*Dataset records:*
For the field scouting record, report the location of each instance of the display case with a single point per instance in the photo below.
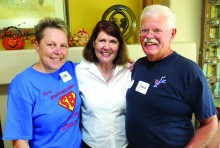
(210, 46)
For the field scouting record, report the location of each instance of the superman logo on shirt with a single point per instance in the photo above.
(68, 101)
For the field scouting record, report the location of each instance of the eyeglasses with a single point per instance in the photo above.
(143, 32)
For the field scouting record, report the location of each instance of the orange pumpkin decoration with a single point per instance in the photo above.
(13, 42)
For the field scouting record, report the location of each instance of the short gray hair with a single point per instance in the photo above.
(155, 10)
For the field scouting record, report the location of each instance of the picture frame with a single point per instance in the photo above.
(27, 13)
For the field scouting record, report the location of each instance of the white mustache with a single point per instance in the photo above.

*Written request:*
Please write out the whole listing above word for word, leaving out the pictures.

*Output for this task:*
For the field scouting record, report the location of each instance of the display case with a single point per instance in the photo below.
(210, 46)
For the field scouting record, report the location of each instance of the superman logo on shirt with a single point per instance in the photo above.
(68, 101)
For the field scouting record, report the location of each instance of the eyeglasses with a single point per instance in the photo above.
(143, 32)
For the field scouting record, report the location of each instance of the orange pumpkin decoration with a single point per instance in the photo above.
(13, 42)
For the field scouting record, report the location of each instance of the short gray hair with a single point per instance in the photo above.
(155, 10)
For the field scouting record, report the location of each instance of the picture frame with a single point per instance in the photo above.
(27, 13)
For the field scouting record, report the location of each instance of the white mustache with a single point per instance in the photo above.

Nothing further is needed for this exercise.